Required work:
1. Please repeat the passage on specialist wait times word for word, from "If the federal" up to and including "rules were introduced.".
2. In the passage on specialist wait times, how many specialist appointments does Gassen say currently go unreimbursed because of the existing cost ceiling?
3. Resume the passage on specialist wait times, picking up right after its final sentence.

If the federal government follows the proposed spending cut recommendations for general practitioners made by the expert committee, patients should prepare for significantly longer wait times to see a specialist. Andreas Gassen, head of the Association of Statutory Health Insurance Physicians, warned that if the political proposals are implemented as is, waiting times could soon reach 50 days or more for a specialist appointment. This contrasts with government figures showing an average wait time of 42 days for insured patients in 2024, which was reported to be 33 days in 2019-the year the current reimbursement rules were introduced.
Gassen argued that owing to the existing cost ceiling, approximately 40 million specialist appointments are currently not reimbursed. Should the supplements that are provided through appointment service centers or family doctors be eliminated, practices would only be able to offer appointments that are fully paid for. He stated that “40 million fewer appointments means that roughly every eleventh appointment disappears. Patients will notice that within a few weeks alone”. He cautioned that it was unrealistic to expect physicians to continue working if nearly one billion euros in payments were removed instead of all services rendered.

Supplied entries:
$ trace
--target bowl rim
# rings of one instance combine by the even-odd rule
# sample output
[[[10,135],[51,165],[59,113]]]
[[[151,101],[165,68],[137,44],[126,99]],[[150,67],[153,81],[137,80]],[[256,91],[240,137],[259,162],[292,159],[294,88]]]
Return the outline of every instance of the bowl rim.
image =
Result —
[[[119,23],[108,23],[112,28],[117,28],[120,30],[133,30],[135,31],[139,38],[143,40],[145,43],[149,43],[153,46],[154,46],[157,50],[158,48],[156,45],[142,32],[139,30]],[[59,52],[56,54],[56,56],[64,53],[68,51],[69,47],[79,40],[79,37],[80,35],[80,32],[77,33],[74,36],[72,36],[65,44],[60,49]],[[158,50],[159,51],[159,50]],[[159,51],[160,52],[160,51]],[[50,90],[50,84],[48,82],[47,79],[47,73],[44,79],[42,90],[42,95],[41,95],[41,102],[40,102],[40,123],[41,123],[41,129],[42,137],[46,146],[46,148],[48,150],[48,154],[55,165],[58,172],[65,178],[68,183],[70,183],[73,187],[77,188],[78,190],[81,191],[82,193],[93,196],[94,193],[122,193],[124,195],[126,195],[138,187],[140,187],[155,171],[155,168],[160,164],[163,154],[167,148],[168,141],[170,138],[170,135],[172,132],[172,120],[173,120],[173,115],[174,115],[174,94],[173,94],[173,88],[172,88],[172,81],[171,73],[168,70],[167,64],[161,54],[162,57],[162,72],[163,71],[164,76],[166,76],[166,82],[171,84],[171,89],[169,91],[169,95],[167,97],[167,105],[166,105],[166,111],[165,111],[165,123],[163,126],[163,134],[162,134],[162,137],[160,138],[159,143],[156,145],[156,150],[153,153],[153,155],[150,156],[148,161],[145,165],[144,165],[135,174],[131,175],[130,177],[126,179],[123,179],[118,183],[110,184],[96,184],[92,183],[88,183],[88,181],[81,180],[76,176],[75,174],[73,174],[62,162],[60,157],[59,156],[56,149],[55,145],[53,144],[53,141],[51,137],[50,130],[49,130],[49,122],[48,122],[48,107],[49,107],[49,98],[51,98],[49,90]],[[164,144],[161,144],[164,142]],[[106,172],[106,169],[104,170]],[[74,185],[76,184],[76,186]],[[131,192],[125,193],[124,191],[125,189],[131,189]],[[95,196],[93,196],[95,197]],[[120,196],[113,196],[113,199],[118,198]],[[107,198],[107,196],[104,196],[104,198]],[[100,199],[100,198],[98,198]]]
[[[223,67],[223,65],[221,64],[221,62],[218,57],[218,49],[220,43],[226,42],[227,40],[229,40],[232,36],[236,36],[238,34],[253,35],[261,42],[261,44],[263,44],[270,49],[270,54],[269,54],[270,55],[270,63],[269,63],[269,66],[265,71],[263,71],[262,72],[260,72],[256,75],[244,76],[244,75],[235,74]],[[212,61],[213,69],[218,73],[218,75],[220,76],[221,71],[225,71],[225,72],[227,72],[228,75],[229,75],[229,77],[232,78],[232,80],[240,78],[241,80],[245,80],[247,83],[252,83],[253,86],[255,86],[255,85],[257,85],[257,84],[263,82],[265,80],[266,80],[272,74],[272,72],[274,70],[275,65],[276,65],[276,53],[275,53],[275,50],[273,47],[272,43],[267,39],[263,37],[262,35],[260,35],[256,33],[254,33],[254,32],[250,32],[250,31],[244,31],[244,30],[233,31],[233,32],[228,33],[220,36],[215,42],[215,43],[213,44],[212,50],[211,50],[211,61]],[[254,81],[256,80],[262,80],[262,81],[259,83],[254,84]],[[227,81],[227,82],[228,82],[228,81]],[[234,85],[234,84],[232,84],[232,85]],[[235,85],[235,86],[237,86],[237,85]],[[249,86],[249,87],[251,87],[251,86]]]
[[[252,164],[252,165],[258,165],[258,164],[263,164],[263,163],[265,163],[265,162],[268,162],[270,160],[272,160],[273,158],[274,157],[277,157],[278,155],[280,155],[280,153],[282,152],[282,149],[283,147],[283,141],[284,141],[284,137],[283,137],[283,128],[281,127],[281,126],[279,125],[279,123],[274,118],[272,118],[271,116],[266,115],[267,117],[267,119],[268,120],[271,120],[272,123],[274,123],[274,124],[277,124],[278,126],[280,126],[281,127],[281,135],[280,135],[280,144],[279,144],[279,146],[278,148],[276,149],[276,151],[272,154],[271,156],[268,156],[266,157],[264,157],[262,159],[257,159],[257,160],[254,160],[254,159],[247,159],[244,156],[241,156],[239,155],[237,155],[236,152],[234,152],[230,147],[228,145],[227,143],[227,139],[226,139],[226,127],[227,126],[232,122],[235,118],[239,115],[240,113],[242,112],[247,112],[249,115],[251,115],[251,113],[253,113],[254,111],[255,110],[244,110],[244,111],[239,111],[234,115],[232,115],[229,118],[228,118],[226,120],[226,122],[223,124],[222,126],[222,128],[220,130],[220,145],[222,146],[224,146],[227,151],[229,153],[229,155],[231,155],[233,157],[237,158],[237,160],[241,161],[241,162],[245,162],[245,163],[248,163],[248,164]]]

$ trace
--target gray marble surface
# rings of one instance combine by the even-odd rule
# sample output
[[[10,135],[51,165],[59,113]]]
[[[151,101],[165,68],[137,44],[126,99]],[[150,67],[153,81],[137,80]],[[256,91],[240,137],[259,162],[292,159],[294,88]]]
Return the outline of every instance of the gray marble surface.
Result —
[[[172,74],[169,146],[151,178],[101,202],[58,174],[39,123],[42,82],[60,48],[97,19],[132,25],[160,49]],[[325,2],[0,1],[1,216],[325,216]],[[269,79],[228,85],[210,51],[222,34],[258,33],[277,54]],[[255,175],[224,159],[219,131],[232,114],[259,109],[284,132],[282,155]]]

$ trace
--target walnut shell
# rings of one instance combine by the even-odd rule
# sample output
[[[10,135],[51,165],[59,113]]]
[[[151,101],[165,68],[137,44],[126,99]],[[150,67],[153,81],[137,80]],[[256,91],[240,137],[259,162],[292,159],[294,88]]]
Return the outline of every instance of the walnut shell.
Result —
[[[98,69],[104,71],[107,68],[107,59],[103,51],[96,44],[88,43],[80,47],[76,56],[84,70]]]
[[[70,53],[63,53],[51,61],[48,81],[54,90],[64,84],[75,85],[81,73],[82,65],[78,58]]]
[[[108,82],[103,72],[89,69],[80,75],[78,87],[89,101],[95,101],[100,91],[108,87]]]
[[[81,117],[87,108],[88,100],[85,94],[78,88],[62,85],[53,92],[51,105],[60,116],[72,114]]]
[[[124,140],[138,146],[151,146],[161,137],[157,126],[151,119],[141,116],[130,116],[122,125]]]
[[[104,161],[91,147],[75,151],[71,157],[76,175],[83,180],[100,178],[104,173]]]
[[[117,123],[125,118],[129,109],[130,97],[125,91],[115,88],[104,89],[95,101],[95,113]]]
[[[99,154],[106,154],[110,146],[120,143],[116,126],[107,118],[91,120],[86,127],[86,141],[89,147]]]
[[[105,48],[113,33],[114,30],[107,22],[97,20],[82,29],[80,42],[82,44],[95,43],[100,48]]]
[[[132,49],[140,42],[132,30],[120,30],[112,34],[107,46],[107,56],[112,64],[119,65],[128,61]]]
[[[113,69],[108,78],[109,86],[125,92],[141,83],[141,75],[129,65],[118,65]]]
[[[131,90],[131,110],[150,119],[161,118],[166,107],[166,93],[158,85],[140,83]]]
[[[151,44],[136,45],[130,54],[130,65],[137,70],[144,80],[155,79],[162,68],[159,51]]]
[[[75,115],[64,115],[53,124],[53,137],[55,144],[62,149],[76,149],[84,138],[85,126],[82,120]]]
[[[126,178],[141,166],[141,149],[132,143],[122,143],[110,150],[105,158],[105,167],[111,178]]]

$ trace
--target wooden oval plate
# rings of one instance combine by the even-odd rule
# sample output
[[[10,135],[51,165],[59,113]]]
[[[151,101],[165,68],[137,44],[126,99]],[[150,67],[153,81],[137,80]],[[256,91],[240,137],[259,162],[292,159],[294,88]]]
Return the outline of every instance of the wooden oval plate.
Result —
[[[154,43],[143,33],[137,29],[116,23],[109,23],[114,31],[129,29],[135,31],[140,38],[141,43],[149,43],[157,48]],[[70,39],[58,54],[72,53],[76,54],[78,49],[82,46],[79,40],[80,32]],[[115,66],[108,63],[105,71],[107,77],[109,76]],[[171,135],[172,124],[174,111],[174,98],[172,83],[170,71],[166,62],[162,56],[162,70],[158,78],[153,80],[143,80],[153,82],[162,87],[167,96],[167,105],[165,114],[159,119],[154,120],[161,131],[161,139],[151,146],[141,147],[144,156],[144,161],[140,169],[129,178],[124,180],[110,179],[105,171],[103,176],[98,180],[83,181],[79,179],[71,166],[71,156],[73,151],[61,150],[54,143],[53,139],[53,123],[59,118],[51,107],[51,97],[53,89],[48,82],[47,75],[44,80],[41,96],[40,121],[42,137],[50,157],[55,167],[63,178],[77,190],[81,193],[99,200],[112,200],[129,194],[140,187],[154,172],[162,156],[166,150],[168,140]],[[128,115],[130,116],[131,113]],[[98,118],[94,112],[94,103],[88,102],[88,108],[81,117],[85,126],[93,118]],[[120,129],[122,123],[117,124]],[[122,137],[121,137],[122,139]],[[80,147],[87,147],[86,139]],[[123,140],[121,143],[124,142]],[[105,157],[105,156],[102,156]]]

Results:
1.
If the federal government follows the proposed spending cut recommendations for general practitioners made by the expert committee, patients should prepare for significantly longer wait times to see a specialist. Andreas Gassen, head of the Association of Statutory Health Insurance Physicians, warned that if the political proposals are implemented as is, waiting times could soon reach 50 days or more for a specialist appointment. This contrasts with government figures showing an average wait time of 42 days for insured patients in 2024, which was reported to be 33 days in 2019-the year the current reimbursement rules were introduced.

2. Approximately 40 million.

3.
Furthermore, Gassen refuted the arguments presented by the expert committee and the Federal Audit Office that the supplementary payment system has not benefited insured persons. He countered that specialists had substantially increased their appointment availability in recent years precisely because the supplementary payments made it financially worthwhile. The Bavarian physician added that “the perceived demand is actually not dwindling. We treat one new patient, and already the next one is waiting for a quick appointment. And everyone naturally believes their issue is urgent”. He concluded by saying, “It is impossible to meet this demand-or rather, this subjective need”.
Regarding the request from SPD faction leader Matthias Miersch for a three-week guarantee for appointments, Gassen dismissed it as “nonsense”. He insisted that appointment booking must be determined by genuine medical necessity, not by arbitrary deadlines set by politicians for electoral appeasement. Instead, Gassen called for a clear definition of what constitutes urgency, an assessment by the Association of Statutory Health Insurance Physicians suggesting this would cover “a really very small percentage of all appointments”. For these patients, treatment is needed within hours or a matter of days. He noted, “The vast majority can medically wait several weeks or even months. If someone has back pain, they don’t need to be examined tomorrow if they’ve had the discomfort for three years”.